Object position labeling entries:
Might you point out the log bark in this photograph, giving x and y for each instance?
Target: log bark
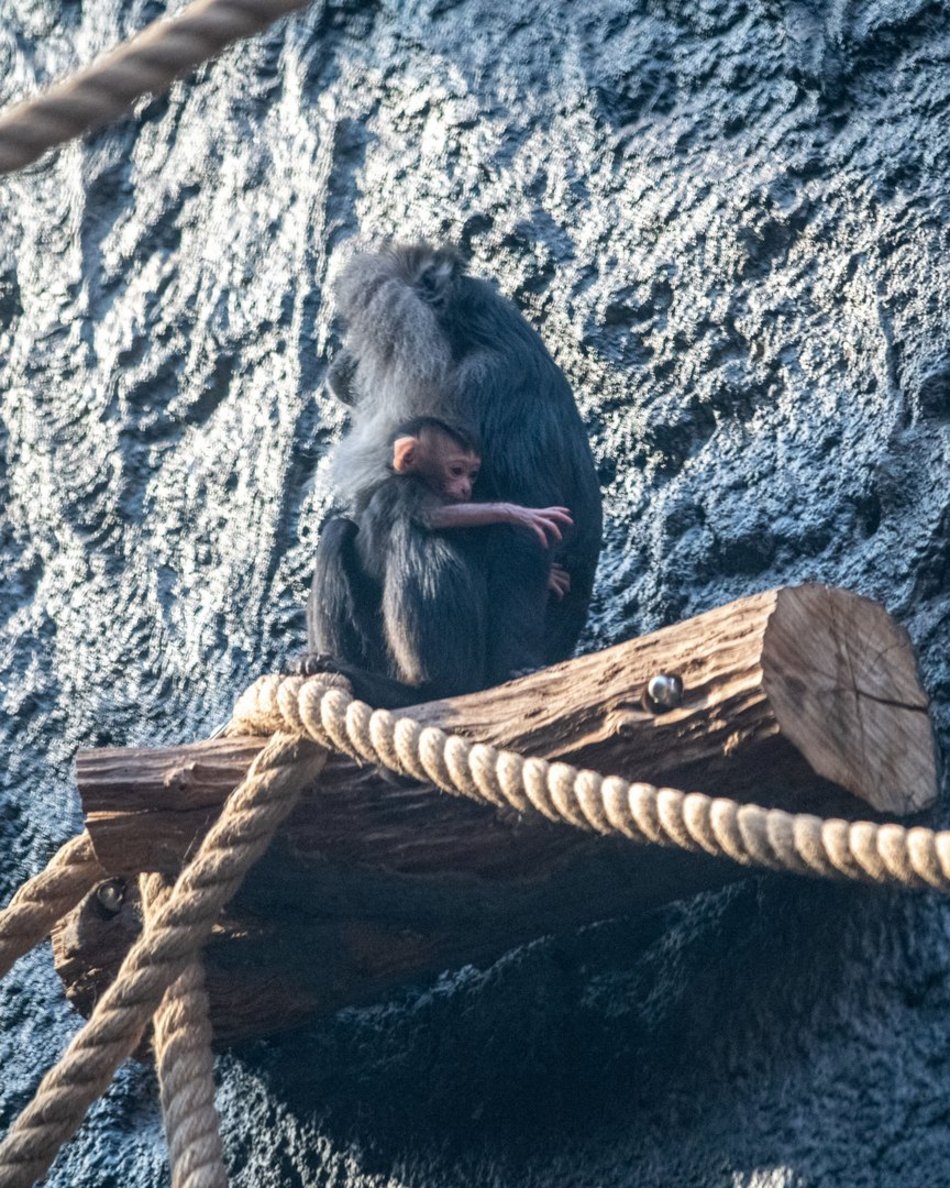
(803, 697)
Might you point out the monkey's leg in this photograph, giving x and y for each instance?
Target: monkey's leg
(434, 611)
(342, 612)
(518, 569)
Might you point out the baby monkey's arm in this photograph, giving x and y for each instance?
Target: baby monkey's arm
(545, 522)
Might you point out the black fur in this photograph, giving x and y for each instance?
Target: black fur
(431, 613)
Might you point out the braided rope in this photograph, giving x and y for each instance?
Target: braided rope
(665, 816)
(32, 911)
(178, 928)
(184, 1063)
(145, 64)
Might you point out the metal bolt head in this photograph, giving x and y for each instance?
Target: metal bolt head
(663, 693)
(111, 896)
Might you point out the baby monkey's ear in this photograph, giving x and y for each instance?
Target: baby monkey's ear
(405, 454)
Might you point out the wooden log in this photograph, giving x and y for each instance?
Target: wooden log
(804, 697)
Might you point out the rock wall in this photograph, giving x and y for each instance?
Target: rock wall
(729, 221)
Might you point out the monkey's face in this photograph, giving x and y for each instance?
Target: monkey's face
(456, 474)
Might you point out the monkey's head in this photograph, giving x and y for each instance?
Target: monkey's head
(431, 271)
(444, 456)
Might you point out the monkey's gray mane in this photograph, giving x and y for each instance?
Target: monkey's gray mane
(390, 304)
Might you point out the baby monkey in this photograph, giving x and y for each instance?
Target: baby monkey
(443, 461)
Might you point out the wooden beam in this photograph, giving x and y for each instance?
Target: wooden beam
(804, 697)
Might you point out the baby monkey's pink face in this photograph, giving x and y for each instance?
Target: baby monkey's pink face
(447, 467)
(455, 473)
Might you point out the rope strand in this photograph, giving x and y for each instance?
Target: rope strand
(145, 64)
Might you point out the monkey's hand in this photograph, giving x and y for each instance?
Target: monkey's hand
(543, 522)
(558, 581)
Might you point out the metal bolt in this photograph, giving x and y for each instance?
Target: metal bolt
(663, 693)
(111, 896)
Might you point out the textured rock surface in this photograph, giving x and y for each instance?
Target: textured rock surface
(729, 222)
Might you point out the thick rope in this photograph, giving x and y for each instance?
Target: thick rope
(179, 927)
(145, 64)
(748, 834)
(33, 910)
(184, 1063)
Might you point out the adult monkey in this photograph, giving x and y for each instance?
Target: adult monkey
(423, 337)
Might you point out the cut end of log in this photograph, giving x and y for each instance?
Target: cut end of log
(842, 682)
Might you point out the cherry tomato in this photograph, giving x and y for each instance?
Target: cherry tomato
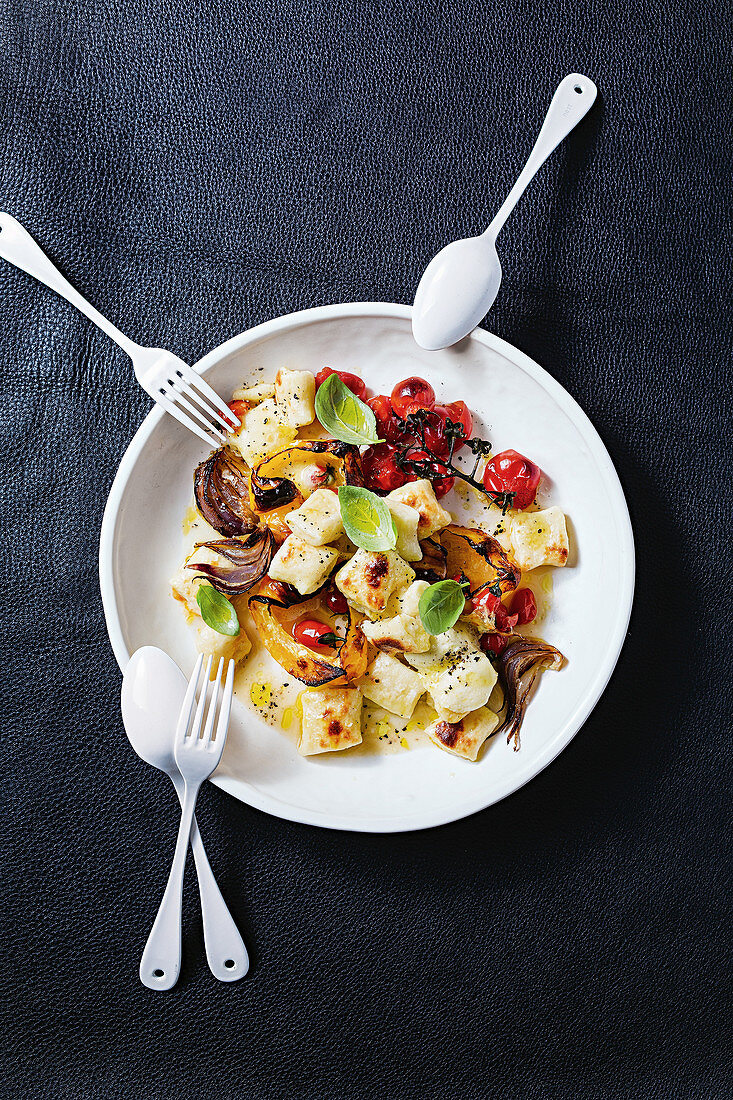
(239, 408)
(309, 631)
(389, 427)
(523, 603)
(487, 601)
(335, 601)
(412, 394)
(459, 413)
(493, 642)
(381, 470)
(350, 381)
(511, 472)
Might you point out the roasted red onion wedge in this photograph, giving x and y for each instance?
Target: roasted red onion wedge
(250, 557)
(271, 488)
(517, 667)
(221, 487)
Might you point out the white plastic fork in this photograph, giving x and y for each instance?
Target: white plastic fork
(196, 756)
(173, 384)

## [EXERCISE]
Arrange all of the entries above as a two-column CSV with the headers "request" and "points", one row per request, with each request's text and its answer each in a single quoted field and line breaks replaced by spaces. Omit the pictures.

## [ANSWER TO THE EXERCISE]
request,points
"Might you point out the log bark in this photograph, giving x and y for each instance? Target: log bark","(803, 697)"
"Might you point out the monkey's leg in this photograph, giving x and y for each instance? Target: monkey's leg","(434, 611) (342, 612) (518, 569)"
"Might you point out the baby monkey's arm in this photograph, giving x and y for each instance? Target: baby monkey's arm","(545, 522)"
"Might you point out the black fur in this photograph, giving x and y for each instance? Target: black fur","(431, 613)"
"Might you point out the braided rope in this photograph, giving x and y for each instance? Target: braided rope","(665, 816) (32, 911) (178, 928) (184, 1063) (145, 64)"
"Might you point out the metal bolt head in this photograph, giving x and y for each instance? Target: metal bolt head","(663, 693) (111, 896)"
"Might you point out the baby monkey's ear in this photograph, giving x and y for each instance? Target: baby monkey's ear","(405, 454)"
"Might you point out the wooden log in this photograph, giving x and y for each instance? Target: wooden log","(804, 697)"
"Might you point out the rock wall in this photograph, giving x and y for each instance? Target: rock wall","(729, 221)"
"Might you point out the monkey's face in this photograph, giving x and y for each instance? Target: monkey's face","(456, 474)"
"Might you point out the monkey's head in this photograph, giving x and y for each instance? Target: monkey's head","(431, 271) (444, 456)"
"Might you point out the monkey's gray mane in this photograph, giving x and y for each instance? Target: monkey's gray mane","(390, 304)"
"Might you point out the baby monkey in this photograph, giving x and y for each instance? Target: baby monkey","(443, 461)"
"Might you point out the wooden beam in this photograph, giving x and y for each instance? Target: wooden beam","(804, 697)"
"Might you point out the baby monkey's pink face in this photograph, giving x and y for each instance? Target: baby monkey's pink face","(447, 467) (455, 473)"
"Might you point out the rope strand in this photograph, giving x and y for each instance? Target: rope strand","(145, 64)"
"Might you point out the monkey's hand in this photograph, giving x and y for each instance? Target: monkey's hand","(543, 522) (558, 581)"
"Might you point out the metal bolt in this photograph, giving x and y for each instance? Target: metal bolt","(663, 693) (111, 896)"
"Might you point out the textured rock surface in this photograph, giving x and y for each instance? Target: textured rock surface","(729, 222)"
"Might you point out the thick rope in this photograph, giving x and y for each instance? Target: thick rope","(179, 927) (145, 64) (748, 834) (33, 910) (184, 1063)"
"Might you point out the adult monkey in this photograph, giving x and y for each instance? Target: adult monkey","(423, 337)"
"Might you point out the cut end of log in this photograph, giving x and y for each instance? Target: cut end of log","(842, 682)"
"Might you point out the cherry tomato in this photograph, giving x and y for each instance? Target: cherry tomato","(239, 408) (309, 631) (389, 427) (523, 603) (487, 601) (335, 601) (412, 394) (459, 413) (493, 642) (381, 470) (350, 381) (511, 472)"
"Might you point out the roasted red onion wedge in this photograph, giving x and y for each instance? Target: roasted red onion wedge","(250, 557) (271, 488) (517, 667) (221, 487)"
"Might you point out the white plastic fork in this photograph, giving x and y for each instance? Target: white plastic fork","(196, 756) (173, 384)"